[BEGIN Information supplied]

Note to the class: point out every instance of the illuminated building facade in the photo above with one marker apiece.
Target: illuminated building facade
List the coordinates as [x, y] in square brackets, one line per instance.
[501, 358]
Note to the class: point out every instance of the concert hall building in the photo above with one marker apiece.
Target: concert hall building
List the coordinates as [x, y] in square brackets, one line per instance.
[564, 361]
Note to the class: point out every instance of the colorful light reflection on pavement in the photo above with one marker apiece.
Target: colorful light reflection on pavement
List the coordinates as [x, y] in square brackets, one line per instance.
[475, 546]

[END Information supplied]
[BEGIN Information supplied]

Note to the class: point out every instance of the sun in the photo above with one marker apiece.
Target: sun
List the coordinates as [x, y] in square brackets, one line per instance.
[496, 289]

[END Information supplied]

* The request:
Extract from the records above each line that contains the string "photo", treating uppercase and lowercase letters as distinct.

* Output:
Note to the class: point out every instance of the illuminated building facade in the photo above with one marker apiece.
Note to the class: point out every instance of the concert hall building in the photo above with one marker apiece.
Note to the class: point out every instance of the colorful light reflection on pavement in the photo above with one marker apiece.
Note to the class: point out every instance of the sun in the photo above with one marker apiece.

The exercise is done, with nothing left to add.